─── Fragment strony
"Punkty to mało, trzeba podnieść wysokość mandatów". Projekt MSWiA dzieli kierowców

 
 

"Gdyby im zależało na poprawie bezpieczeństwa, to by budowali bezpieczne drogi", "Ależ to bzdury!", "Mandaty powinny być na tyle wysokie, aby odstraszyć i zniechęcać do łamania prawa" - to tylko niektóre z komentarzy internautów, jakie wywołał nowy projekt MSWiA. Ministerstwo chce radykalnie zaostrzyć kary dla kierowców łamiących przepisy drogowe, a sami zainteresowani mają na ten temat podzielone zdania.

 
  

Do uzgodnień międzyresortowych trafił właśnie projekt rozporządzenia, zgodnie z którym za rozmowę przez telefon komórkowy kierowca dostanie pięć punktów karnych, a za przewożenie dziecka bez fotelika - sześć punktów. Jak powiedziała w poniedziałek rzeczniczka MSWiA Małgorzata Woźniak, projekt jest efektem analizy bezpieczeństwa na drogach. Zaostrza kary za naruszenia przepisów drogowych, które zdarzają się najczęściej. Najważniejsze proponowane zmiany to:

- Zaostrzenie kary dla tych kierowców, którzy podczas jazdy rozmawiają przez telefon komórkowy bez zestawu głośnomówiącego, trzymając aparat w dłoni. Będzie można za to dostać pięć punktów karnych, dotychczas groził za to jedynie mandat.
──────
─── Podane dane
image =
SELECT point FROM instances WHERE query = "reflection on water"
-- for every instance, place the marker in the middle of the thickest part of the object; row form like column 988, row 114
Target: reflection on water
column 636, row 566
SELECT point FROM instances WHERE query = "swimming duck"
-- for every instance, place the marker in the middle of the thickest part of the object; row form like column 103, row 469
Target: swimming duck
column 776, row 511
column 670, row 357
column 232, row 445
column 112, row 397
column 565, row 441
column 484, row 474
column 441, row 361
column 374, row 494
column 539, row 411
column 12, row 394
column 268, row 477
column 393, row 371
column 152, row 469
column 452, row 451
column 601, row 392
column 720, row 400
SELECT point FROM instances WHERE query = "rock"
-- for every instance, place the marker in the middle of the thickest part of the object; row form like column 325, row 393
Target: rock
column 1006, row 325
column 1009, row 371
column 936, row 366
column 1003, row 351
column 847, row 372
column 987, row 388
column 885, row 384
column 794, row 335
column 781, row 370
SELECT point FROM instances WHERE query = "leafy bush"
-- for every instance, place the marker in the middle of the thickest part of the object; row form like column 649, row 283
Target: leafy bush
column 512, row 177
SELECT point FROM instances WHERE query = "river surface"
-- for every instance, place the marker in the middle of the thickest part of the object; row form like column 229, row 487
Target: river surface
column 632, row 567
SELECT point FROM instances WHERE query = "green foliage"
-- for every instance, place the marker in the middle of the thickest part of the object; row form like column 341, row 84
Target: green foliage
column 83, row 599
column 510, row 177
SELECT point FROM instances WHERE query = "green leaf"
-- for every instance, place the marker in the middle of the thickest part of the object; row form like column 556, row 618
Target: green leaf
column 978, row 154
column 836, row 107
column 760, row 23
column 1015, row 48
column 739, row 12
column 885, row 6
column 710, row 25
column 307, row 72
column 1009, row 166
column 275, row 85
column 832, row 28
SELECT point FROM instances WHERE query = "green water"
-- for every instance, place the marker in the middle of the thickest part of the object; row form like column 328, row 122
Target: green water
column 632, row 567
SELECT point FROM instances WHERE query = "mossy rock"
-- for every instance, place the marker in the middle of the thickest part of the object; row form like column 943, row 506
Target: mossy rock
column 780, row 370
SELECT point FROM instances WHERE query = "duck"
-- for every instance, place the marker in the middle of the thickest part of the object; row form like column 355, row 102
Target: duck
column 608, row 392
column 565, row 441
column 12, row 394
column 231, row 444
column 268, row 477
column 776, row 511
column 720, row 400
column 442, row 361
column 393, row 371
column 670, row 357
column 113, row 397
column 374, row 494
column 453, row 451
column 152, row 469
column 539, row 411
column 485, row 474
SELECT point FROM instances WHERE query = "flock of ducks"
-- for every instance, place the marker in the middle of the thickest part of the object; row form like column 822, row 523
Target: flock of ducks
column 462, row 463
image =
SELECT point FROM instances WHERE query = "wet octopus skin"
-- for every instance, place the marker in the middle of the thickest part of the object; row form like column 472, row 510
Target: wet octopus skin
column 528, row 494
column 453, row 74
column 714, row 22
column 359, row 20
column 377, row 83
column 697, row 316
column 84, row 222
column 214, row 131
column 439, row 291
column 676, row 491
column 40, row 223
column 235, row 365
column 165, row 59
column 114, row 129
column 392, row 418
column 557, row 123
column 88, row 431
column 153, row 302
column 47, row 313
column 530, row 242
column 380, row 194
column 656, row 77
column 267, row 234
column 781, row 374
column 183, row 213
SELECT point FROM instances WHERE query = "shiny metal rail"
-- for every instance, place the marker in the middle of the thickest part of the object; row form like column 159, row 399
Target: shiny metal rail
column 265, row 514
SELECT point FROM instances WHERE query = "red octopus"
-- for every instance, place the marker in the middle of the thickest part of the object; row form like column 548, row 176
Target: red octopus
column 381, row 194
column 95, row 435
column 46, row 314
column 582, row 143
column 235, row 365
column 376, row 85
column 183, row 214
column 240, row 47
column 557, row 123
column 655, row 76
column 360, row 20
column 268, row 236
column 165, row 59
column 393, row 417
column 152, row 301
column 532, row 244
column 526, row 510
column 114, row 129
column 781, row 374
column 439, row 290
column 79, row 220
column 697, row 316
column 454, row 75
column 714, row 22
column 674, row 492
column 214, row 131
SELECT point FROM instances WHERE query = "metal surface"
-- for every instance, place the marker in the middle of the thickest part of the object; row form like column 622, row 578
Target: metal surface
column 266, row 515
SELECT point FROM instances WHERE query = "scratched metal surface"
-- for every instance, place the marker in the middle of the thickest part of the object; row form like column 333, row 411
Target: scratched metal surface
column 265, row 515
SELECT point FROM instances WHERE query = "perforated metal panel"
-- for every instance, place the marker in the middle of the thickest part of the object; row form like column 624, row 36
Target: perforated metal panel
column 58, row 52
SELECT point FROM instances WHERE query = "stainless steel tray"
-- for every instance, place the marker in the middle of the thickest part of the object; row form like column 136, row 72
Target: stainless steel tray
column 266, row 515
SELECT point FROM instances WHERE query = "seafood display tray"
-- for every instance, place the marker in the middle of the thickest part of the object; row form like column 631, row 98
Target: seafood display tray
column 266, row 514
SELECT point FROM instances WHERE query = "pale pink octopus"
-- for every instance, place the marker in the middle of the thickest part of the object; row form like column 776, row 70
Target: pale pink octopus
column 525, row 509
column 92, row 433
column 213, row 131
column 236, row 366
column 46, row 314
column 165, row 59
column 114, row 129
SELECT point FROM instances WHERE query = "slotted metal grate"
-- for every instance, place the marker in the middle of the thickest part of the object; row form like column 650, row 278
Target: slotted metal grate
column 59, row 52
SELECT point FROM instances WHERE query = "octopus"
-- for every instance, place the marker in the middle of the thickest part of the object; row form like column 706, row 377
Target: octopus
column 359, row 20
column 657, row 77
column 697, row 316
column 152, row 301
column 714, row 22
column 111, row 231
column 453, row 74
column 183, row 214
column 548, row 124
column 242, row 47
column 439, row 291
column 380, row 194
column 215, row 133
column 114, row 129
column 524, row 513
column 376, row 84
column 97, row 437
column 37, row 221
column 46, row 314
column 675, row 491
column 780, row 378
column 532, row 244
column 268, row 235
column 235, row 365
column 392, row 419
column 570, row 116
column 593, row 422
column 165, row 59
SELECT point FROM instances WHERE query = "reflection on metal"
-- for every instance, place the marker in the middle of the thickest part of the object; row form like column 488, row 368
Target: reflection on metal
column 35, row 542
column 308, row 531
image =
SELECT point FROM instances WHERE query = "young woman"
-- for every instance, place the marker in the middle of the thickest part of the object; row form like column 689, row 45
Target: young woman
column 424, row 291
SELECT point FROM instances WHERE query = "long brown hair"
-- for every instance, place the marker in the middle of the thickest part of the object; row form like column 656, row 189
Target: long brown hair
──────
Zadanie pisemne: Ile punktów karnych ma według fragmentu strony dostać kierowca za przewożenie dziecka bez fotelika? Proszę odpowiedzieć krótko. Pozycje stanowią materiał odrębny od fragmentu strony.

Rozwiązanie: Sześć punktów karnych.